# [Objective]
Pull out every line in the rows below that contains the word "castro", matching case exactly.

(Records from a data source)
begin

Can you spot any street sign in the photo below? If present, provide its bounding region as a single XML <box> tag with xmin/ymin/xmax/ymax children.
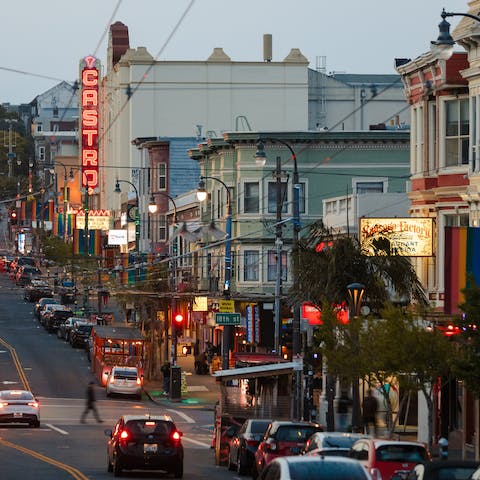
<box><xmin>218</xmin><ymin>300</ymin><xmax>235</xmax><ymax>313</ymax></box>
<box><xmin>215</xmin><ymin>313</ymin><xmax>240</xmax><ymax>325</ymax></box>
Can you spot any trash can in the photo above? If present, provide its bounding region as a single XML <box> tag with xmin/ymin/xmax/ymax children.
<box><xmin>170</xmin><ymin>365</ymin><xmax>182</xmax><ymax>400</ymax></box>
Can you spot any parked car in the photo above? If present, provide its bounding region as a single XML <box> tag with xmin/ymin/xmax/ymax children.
<box><xmin>227</xmin><ymin>418</ymin><xmax>272</xmax><ymax>475</ymax></box>
<box><xmin>350</xmin><ymin>438</ymin><xmax>431</xmax><ymax>480</ymax></box>
<box><xmin>70</xmin><ymin>323</ymin><xmax>93</xmax><ymax>350</ymax></box>
<box><xmin>23</xmin><ymin>279</ymin><xmax>53</xmax><ymax>302</ymax></box>
<box><xmin>105</xmin><ymin>415</ymin><xmax>183</xmax><ymax>478</ymax></box>
<box><xmin>45</xmin><ymin>305</ymin><xmax>73</xmax><ymax>333</ymax></box>
<box><xmin>33</xmin><ymin>297</ymin><xmax>58</xmax><ymax>320</ymax></box>
<box><xmin>404</xmin><ymin>460</ymin><xmax>480</xmax><ymax>480</ymax></box>
<box><xmin>252</xmin><ymin>421</ymin><xmax>323</xmax><ymax>478</ymax></box>
<box><xmin>0</xmin><ymin>390</ymin><xmax>40</xmax><ymax>428</ymax></box>
<box><xmin>57</xmin><ymin>317</ymin><xmax>89</xmax><ymax>342</ymax></box>
<box><xmin>105</xmin><ymin>366</ymin><xmax>143</xmax><ymax>399</ymax></box>
<box><xmin>15</xmin><ymin>265</ymin><xmax>42</xmax><ymax>287</ymax></box>
<box><xmin>302</xmin><ymin>432</ymin><xmax>369</xmax><ymax>457</ymax></box>
<box><xmin>259</xmin><ymin>455</ymin><xmax>372</xmax><ymax>480</ymax></box>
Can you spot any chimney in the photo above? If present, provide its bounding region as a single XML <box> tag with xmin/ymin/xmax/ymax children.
<box><xmin>263</xmin><ymin>33</ymin><xmax>272</xmax><ymax>62</ymax></box>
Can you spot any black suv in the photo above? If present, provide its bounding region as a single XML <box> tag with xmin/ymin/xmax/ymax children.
<box><xmin>44</xmin><ymin>309</ymin><xmax>73</xmax><ymax>333</ymax></box>
<box><xmin>23</xmin><ymin>280</ymin><xmax>53</xmax><ymax>302</ymax></box>
<box><xmin>70</xmin><ymin>322</ymin><xmax>93</xmax><ymax>350</ymax></box>
<box><xmin>105</xmin><ymin>415</ymin><xmax>183</xmax><ymax>478</ymax></box>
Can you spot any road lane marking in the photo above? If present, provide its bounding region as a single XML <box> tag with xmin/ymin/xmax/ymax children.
<box><xmin>166</xmin><ymin>408</ymin><xmax>196</xmax><ymax>423</ymax></box>
<box><xmin>45</xmin><ymin>423</ymin><xmax>70</xmax><ymax>435</ymax></box>
<box><xmin>182</xmin><ymin>437</ymin><xmax>210</xmax><ymax>448</ymax></box>
<box><xmin>0</xmin><ymin>438</ymin><xmax>88</xmax><ymax>480</ymax></box>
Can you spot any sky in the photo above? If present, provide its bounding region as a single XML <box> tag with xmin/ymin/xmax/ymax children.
<box><xmin>0</xmin><ymin>0</ymin><xmax>469</xmax><ymax>104</ymax></box>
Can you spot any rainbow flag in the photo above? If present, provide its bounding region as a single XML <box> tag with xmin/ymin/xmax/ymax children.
<box><xmin>444</xmin><ymin>227</ymin><xmax>480</xmax><ymax>314</ymax></box>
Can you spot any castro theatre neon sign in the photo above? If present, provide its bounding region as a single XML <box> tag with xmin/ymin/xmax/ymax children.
<box><xmin>81</xmin><ymin>56</ymin><xmax>99</xmax><ymax>195</ymax></box>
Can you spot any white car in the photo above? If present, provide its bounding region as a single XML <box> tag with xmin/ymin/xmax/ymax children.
<box><xmin>0</xmin><ymin>390</ymin><xmax>40</xmax><ymax>428</ymax></box>
<box><xmin>258</xmin><ymin>455</ymin><xmax>372</xmax><ymax>480</ymax></box>
<box><xmin>105</xmin><ymin>366</ymin><xmax>143</xmax><ymax>399</ymax></box>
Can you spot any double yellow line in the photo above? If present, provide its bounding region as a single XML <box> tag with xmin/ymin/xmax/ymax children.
<box><xmin>0</xmin><ymin>438</ymin><xmax>88</xmax><ymax>480</ymax></box>
<box><xmin>0</xmin><ymin>338</ymin><xmax>88</xmax><ymax>480</ymax></box>
<box><xmin>0</xmin><ymin>338</ymin><xmax>31</xmax><ymax>391</ymax></box>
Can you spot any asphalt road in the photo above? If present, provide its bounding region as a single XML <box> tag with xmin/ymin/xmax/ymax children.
<box><xmin>0</xmin><ymin>273</ymin><xmax>238</xmax><ymax>480</ymax></box>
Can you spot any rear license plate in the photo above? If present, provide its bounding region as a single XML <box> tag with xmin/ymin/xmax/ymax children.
<box><xmin>143</xmin><ymin>443</ymin><xmax>158</xmax><ymax>453</ymax></box>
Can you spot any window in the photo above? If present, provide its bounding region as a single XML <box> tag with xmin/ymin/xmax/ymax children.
<box><xmin>243</xmin><ymin>182</ymin><xmax>260</xmax><ymax>213</ymax></box>
<box><xmin>445</xmin><ymin>99</ymin><xmax>469</xmax><ymax>167</ymax></box>
<box><xmin>267</xmin><ymin>250</ymin><xmax>287</xmax><ymax>282</ymax></box>
<box><xmin>243</xmin><ymin>250</ymin><xmax>260</xmax><ymax>282</ymax></box>
<box><xmin>268</xmin><ymin>182</ymin><xmax>288</xmax><ymax>213</ymax></box>
<box><xmin>156</xmin><ymin>163</ymin><xmax>167</xmax><ymax>190</ymax></box>
<box><xmin>158</xmin><ymin>215</ymin><xmax>167</xmax><ymax>241</ymax></box>
<box><xmin>355</xmin><ymin>182</ymin><xmax>383</xmax><ymax>194</ymax></box>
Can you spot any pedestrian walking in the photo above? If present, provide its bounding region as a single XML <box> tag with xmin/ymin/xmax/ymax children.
<box><xmin>363</xmin><ymin>389</ymin><xmax>378</xmax><ymax>436</ymax></box>
<box><xmin>80</xmin><ymin>382</ymin><xmax>103</xmax><ymax>423</ymax></box>
<box><xmin>160</xmin><ymin>362</ymin><xmax>171</xmax><ymax>395</ymax></box>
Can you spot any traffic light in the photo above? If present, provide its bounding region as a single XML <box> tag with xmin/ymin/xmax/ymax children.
<box><xmin>10</xmin><ymin>210</ymin><xmax>17</xmax><ymax>225</ymax></box>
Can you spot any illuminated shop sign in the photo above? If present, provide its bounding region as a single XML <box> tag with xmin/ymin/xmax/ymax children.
<box><xmin>80</xmin><ymin>56</ymin><xmax>99</xmax><ymax>194</ymax></box>
<box><xmin>359</xmin><ymin>218</ymin><xmax>433</xmax><ymax>257</ymax></box>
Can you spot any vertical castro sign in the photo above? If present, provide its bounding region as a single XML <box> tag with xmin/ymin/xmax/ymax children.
<box><xmin>80</xmin><ymin>56</ymin><xmax>100</xmax><ymax>195</ymax></box>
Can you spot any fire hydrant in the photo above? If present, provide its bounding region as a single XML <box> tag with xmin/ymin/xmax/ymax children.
<box><xmin>438</xmin><ymin>437</ymin><xmax>448</xmax><ymax>460</ymax></box>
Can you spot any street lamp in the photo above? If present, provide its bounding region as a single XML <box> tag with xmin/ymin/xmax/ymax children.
<box><xmin>148</xmin><ymin>192</ymin><xmax>183</xmax><ymax>366</ymax></box>
<box><xmin>255</xmin><ymin>137</ymin><xmax>302</xmax><ymax>418</ymax></box>
<box><xmin>431</xmin><ymin>9</ymin><xmax>480</xmax><ymax>60</ymax></box>
<box><xmin>347</xmin><ymin>282</ymin><xmax>365</xmax><ymax>432</ymax></box>
<box><xmin>114</xmin><ymin>178</ymin><xmax>140</xmax><ymax>252</ymax></box>
<box><xmin>197</xmin><ymin>176</ymin><xmax>233</xmax><ymax>370</ymax></box>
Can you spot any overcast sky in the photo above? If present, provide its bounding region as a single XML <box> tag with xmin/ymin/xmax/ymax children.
<box><xmin>0</xmin><ymin>0</ymin><xmax>468</xmax><ymax>104</ymax></box>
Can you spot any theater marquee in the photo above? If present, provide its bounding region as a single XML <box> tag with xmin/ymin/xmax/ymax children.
<box><xmin>359</xmin><ymin>218</ymin><xmax>433</xmax><ymax>257</ymax></box>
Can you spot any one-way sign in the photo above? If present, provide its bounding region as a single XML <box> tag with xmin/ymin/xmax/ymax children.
<box><xmin>215</xmin><ymin>313</ymin><xmax>240</xmax><ymax>325</ymax></box>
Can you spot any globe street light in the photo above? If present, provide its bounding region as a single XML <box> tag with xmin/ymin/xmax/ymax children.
<box><xmin>114</xmin><ymin>178</ymin><xmax>140</xmax><ymax>252</ymax></box>
<box><xmin>431</xmin><ymin>9</ymin><xmax>480</xmax><ymax>60</ymax></box>
<box><xmin>197</xmin><ymin>176</ymin><xmax>233</xmax><ymax>370</ymax></box>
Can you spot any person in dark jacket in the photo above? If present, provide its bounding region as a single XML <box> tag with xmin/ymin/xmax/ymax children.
<box><xmin>363</xmin><ymin>390</ymin><xmax>378</xmax><ymax>436</ymax></box>
<box><xmin>80</xmin><ymin>382</ymin><xmax>103</xmax><ymax>423</ymax></box>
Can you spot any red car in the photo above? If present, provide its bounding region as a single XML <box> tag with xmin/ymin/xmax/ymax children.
<box><xmin>252</xmin><ymin>421</ymin><xmax>323</xmax><ymax>478</ymax></box>
<box><xmin>350</xmin><ymin>438</ymin><xmax>431</xmax><ymax>480</ymax></box>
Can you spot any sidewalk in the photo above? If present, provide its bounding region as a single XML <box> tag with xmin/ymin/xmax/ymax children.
<box><xmin>143</xmin><ymin>355</ymin><xmax>220</xmax><ymax>411</ymax></box>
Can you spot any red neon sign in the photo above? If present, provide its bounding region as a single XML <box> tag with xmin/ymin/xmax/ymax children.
<box><xmin>81</xmin><ymin>56</ymin><xmax>99</xmax><ymax>194</ymax></box>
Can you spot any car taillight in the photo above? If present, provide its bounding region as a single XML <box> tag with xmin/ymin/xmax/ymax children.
<box><xmin>370</xmin><ymin>468</ymin><xmax>382</xmax><ymax>480</ymax></box>
<box><xmin>266</xmin><ymin>440</ymin><xmax>277</xmax><ymax>452</ymax></box>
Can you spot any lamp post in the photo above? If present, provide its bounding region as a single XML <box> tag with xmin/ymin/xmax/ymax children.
<box><xmin>255</xmin><ymin>137</ymin><xmax>302</xmax><ymax>418</ymax></box>
<box><xmin>148</xmin><ymin>192</ymin><xmax>177</xmax><ymax>366</ymax></box>
<box><xmin>347</xmin><ymin>282</ymin><xmax>365</xmax><ymax>432</ymax></box>
<box><xmin>114</xmin><ymin>178</ymin><xmax>140</xmax><ymax>252</ymax></box>
<box><xmin>431</xmin><ymin>9</ymin><xmax>480</xmax><ymax>60</ymax></box>
<box><xmin>197</xmin><ymin>176</ymin><xmax>233</xmax><ymax>370</ymax></box>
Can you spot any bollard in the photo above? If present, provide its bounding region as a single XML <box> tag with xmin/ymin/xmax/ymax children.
<box><xmin>438</xmin><ymin>437</ymin><xmax>448</xmax><ymax>460</ymax></box>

end

# [Problem solution]
Can you spot any castro theatre neon sign in the photo above? If present, provide its bounding region as a single XML <box> tag with xmin/ymin/xmax/ymax children.
Can you spot any vertical castro sign in the photo above? If present, provide its bounding region as a single XML <box> tag with xmin/ymin/xmax/ymax children.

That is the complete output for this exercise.